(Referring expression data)

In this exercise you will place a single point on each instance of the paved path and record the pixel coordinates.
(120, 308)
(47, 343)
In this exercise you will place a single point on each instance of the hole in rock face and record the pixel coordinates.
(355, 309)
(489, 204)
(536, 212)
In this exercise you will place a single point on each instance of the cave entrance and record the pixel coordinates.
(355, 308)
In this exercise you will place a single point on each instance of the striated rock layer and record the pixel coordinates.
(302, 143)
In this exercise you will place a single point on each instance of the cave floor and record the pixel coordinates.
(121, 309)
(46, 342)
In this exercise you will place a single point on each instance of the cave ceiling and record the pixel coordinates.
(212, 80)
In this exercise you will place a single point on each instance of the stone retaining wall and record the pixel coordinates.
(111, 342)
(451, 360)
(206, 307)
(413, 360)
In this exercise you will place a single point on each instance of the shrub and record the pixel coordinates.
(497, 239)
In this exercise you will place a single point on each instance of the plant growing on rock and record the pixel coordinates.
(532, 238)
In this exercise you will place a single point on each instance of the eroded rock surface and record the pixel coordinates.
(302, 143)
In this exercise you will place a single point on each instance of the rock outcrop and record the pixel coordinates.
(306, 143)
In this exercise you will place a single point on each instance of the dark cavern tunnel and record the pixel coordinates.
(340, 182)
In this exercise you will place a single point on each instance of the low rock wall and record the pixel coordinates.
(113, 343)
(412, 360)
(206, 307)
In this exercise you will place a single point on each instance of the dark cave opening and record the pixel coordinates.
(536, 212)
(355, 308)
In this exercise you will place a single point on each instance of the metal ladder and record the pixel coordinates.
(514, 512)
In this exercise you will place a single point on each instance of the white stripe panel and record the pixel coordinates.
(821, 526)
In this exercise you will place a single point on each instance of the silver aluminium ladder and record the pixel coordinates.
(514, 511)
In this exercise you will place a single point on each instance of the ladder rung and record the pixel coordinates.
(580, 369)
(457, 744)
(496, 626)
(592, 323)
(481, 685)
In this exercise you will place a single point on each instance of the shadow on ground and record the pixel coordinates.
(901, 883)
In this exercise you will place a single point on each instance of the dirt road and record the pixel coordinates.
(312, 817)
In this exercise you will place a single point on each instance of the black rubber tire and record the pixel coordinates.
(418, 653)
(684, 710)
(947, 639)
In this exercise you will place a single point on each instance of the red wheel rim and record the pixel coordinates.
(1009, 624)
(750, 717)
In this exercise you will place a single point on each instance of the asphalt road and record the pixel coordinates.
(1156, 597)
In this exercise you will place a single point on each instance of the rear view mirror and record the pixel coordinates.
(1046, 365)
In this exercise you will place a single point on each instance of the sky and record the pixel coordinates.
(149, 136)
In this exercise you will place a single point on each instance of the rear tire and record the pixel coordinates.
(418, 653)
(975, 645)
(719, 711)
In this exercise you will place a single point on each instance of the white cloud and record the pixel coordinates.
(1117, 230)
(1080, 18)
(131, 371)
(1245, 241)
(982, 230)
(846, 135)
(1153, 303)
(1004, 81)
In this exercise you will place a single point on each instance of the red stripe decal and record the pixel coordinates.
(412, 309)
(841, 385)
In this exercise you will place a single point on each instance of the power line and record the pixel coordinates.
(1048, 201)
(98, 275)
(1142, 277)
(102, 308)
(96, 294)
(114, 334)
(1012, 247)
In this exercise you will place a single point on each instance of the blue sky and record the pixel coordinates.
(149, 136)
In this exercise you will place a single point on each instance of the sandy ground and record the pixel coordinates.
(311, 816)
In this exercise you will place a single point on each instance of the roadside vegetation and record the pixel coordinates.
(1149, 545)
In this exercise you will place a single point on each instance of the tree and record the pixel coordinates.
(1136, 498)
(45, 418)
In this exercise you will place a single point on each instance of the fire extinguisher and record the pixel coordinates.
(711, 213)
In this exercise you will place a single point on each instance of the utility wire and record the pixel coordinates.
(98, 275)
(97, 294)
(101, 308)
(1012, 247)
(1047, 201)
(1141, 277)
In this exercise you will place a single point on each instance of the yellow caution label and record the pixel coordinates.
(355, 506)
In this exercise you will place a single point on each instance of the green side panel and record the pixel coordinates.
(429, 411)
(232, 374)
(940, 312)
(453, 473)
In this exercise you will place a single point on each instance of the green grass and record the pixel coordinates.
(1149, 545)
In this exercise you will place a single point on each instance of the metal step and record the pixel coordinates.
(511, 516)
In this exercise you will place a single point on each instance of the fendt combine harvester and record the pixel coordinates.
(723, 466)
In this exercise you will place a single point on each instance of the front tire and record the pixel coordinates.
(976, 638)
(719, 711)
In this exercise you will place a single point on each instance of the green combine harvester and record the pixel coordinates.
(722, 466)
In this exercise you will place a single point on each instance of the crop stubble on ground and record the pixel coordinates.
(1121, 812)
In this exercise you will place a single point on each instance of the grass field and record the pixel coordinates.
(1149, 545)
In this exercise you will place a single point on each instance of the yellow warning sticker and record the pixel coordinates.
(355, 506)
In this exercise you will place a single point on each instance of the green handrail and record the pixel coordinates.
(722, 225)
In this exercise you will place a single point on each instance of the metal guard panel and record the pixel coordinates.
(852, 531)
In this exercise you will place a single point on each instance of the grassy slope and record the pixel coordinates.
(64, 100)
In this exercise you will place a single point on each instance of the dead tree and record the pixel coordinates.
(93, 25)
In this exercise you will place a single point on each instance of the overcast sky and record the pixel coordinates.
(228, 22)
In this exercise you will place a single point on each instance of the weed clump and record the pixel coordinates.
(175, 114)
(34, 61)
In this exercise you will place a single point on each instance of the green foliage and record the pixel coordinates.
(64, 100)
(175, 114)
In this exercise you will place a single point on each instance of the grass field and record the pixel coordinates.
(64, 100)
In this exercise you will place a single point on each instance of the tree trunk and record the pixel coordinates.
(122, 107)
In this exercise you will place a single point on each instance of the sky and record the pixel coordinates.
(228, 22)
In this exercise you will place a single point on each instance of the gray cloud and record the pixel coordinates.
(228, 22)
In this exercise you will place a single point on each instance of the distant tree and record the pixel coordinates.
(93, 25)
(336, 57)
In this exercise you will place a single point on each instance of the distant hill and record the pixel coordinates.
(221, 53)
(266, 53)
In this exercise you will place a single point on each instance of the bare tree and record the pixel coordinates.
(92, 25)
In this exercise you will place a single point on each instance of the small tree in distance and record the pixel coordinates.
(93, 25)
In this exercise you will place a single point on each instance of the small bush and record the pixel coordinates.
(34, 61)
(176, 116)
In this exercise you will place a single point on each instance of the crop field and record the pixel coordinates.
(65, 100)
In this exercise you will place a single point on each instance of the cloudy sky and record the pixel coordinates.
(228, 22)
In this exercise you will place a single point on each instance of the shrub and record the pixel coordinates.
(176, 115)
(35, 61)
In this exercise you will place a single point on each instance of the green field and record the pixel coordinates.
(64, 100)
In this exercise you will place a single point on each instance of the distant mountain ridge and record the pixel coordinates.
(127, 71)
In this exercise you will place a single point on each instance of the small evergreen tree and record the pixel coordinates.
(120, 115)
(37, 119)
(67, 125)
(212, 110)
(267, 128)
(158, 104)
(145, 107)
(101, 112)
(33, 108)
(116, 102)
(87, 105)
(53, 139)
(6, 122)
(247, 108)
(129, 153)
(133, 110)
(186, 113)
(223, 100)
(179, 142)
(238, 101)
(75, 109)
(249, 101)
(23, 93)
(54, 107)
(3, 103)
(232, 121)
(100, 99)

## WHAT TO PRODUCE
A word-for-word copy of the data above is the goal, so set it all down again.

## WRITTEN SOLUTION
In this exercise you will place a single point on each instance of the paved path and record the pixel coordinates.
(120, 308)
(47, 343)
In this exercise you will place a single point on each instance of the hole in rock face and record the pixel coordinates.
(355, 309)
(489, 204)
(536, 212)
In this exercise you will place a single point on each instance of the cave entrance and record the pixel coordinates.
(355, 308)
In this exercise you will place a single point on each instance of the striated rock layer and record the pixel coordinates.
(302, 143)
In this exercise you will place a single point on each instance of the cave floor and record the pixel coordinates.
(121, 309)
(46, 342)
In this exercise you will place a single point on each instance of the cave ceiling and record the pixel coordinates.
(212, 80)
In this exercise you will place a single point on each instance of the stone retaining wall and record the pixel coordinates.
(111, 342)
(451, 360)
(206, 307)
(413, 360)
In this exercise you will place a single point on each instance of the shrub and record the pixel coordinates.
(497, 239)
In this exercise you will place a single point on each instance of the plant growing on rock and record the pixel coordinates.
(532, 238)
In this exercise you will place a single point on each instance of the eroded rock surface and record the pixel coordinates.
(302, 143)
In this exercise you will place a single point on each instance of the rock outcrop and record the pixel coordinates.
(306, 143)
In this exercise you will place a single point on each instance of the dark cavern tunnel and record the pixel coordinates.
(340, 182)
In this exercise you will place a single point on each instance of the low rock wall and record the pixel coordinates.
(113, 343)
(412, 360)
(206, 307)
In this exercise you will place a single point on each instance of the dark cave opening and record the pixel coordinates.
(536, 212)
(355, 308)
In this exercise you will place a single point on each instance of the metal ladder and record the pixel coordinates.
(514, 512)
In this exercise you will place a single point on each instance of the white stripe panel and record the pixel coordinates.
(821, 526)
In this exercise you will place a single point on each instance of the silver aluminium ladder and record the pixel coordinates.
(514, 511)
In this exercise you will place a single point on each instance of the ladder rung and record the pixel coordinates.
(580, 369)
(457, 744)
(496, 626)
(592, 323)
(481, 685)
In this exercise you will place a single point on each instance of the shadow on ground and record the pixel coordinates.
(901, 883)
In this exercise you will place a single point on each instance of the dirt road and record the pixel coordinates.
(312, 817)
In this exercise you will place a single point on each instance of the black rubber tire and record the pixel coordinates.
(418, 653)
(684, 710)
(947, 639)
In this exercise you will place a single point on each instance of the red wheel rim and record the pixel coordinates.
(1009, 624)
(750, 717)
In this exercise you will place a single point on each instance of the asphalt road and record the pixel coordinates.
(1156, 597)
In this exercise you will place a single point on each instance of the rear view mirror and record the pixel coordinates.
(1046, 365)
In this exercise you will place a single point on each instance of the sky and record the pixel coordinates.
(149, 136)
In this exercise you will place a single point on each instance of the rear tire and record the pixel coordinates.
(418, 653)
(975, 645)
(719, 711)
In this exercise you will place a single point on each instance of the white cloud and record the pixel coordinates.
(1117, 230)
(1080, 18)
(131, 371)
(1245, 241)
(982, 230)
(846, 135)
(1153, 303)
(1004, 81)
In this exercise you will place a single point on each instance of the red stripe decal and record the pixel coordinates.
(412, 309)
(841, 385)
In this exercise you will place a single point on each instance of the power line and record the pixel coordinates.
(1048, 201)
(98, 275)
(1142, 277)
(102, 308)
(96, 294)
(114, 334)
(1012, 247)
In this exercise you will place a single point on each instance of the blue sky and record the pixel coordinates.
(149, 136)
In this exercise you will place a single point on each instance of the sandy ground and record the pixel coordinates.
(311, 816)
In this exercise you will place a single point on each instance of the roadside vegetation and record the pixel coordinates.
(1149, 545)
In this exercise you will place a single point on each instance of the tree and record the pixel coordinates.
(1136, 498)
(45, 418)
In this exercise you will place a single point on each instance of the fire extinguisher and record the pixel coordinates.
(711, 213)
In this exercise you will place a single point on each instance of the utility wire and record the pixel coordinates.
(98, 275)
(97, 294)
(101, 308)
(1012, 247)
(1047, 201)
(1141, 277)
In this exercise you will place a single point on each instance of the yellow caution label and record the pixel coordinates.
(355, 506)
In this exercise you will place a single point on each instance of the green side panel and record the pixel coordinates.
(429, 411)
(232, 374)
(940, 312)
(453, 473)
In this exercise you will place a single point on each instance of the green grass and record the pixel coordinates.
(1149, 545)
In this exercise you will place a single point on each instance of the metal step and record the pixel coordinates.
(511, 516)
In this exercise you will place a single point on each instance of the fendt combine harvester and record the pixel coordinates.
(723, 466)
In this exercise you will place a single point on each instance of the front tire and record the pixel coordinates.
(976, 638)
(719, 711)
In this exercise you will place a single point on each instance of the green combine harvester and record the pixel coordinates.
(722, 466)
In this exercise you will place a single point on each instance of the crop stubble on ground and record the pixel coordinates.
(1121, 812)
In this exercise you will place a single point on each instance of the grass field and record the pixel coordinates.
(1149, 545)
In this exercise you will place a single point on each instance of the yellow warning sticker and record the pixel coordinates.
(355, 506)
In this exercise you will place a single point on each instance of the green handrail and record the pixel coordinates.
(722, 225)
In this exercise you will place a single point on each instance of the metal guard panel and record the pixel coordinates.
(852, 531)
In this exercise you will place a single point on each instance of the grassy slope and record the pixel coordinates.
(64, 100)
In this exercise you will place a single point on each instance of the dead tree and record the pixel coordinates.
(93, 25)
In this exercise you will place a single point on each instance of the overcast sky and record the pixel coordinates.
(228, 22)
In this exercise you will place a single point on each instance of the weed clump and record the pixel coordinates.
(175, 114)
(34, 61)
In this exercise you will place a single point on each instance of the green foliage and record the pixel coordinates.
(64, 100)
(175, 114)
In this exercise you will place a single point on each instance of the grass field and record the pixel coordinates.
(64, 100)
In this exercise you will place a single point on each instance of the tree trunk and record the pixel coordinates.
(122, 107)
In this exercise you will place a single point on each instance of the sky and record the pixel coordinates.
(228, 22)
In this exercise you will place a single point on each instance of the gray cloud and record the pixel coordinates.
(228, 22)
In this exercise you will place a single point on each instance of the distant tree and record the pixel coordinates.
(93, 25)
(336, 57)
In this exercise you will place a single point on each instance of the distant hill and record the pixel coordinates.
(221, 53)
(266, 53)
In this exercise you will place a single point on each instance of the bare tree and record the pixel coordinates.
(92, 25)
In this exercise you will place a single point on each instance of the small tree in distance and record the pixel coordinates.
(93, 25)
In this exercise you will place a single point on each instance of the small bush and record the pixel coordinates.
(34, 61)
(176, 116)
In this exercise you will place a single point on each instance of the crop field and record the pixel coordinates.
(65, 100)
In this exercise you will place a single point on each instance of the cloudy sky and record the pixel coordinates.
(228, 22)
In this exercise you will place a single point on each instance of the shrub and record the pixel coordinates.
(176, 115)
(35, 61)
In this exercise you will place a single point on each instance of the green field and record the pixel coordinates.
(64, 100)
In this exercise you will place a single point on each instance of the distant mountain ridge and record the pixel coordinates.
(127, 71)
In this exercise you will place a single point on each instance of the small evergreen tree and record the pixel coordinates.
(120, 115)
(37, 119)
(67, 125)
(212, 110)
(267, 128)
(158, 104)
(145, 107)
(101, 112)
(33, 108)
(116, 102)
(87, 105)
(53, 139)
(6, 122)
(247, 108)
(129, 153)
(133, 110)
(186, 113)
(223, 100)
(179, 142)
(238, 101)
(75, 109)
(249, 101)
(23, 93)
(54, 107)
(3, 103)
(232, 121)
(100, 99)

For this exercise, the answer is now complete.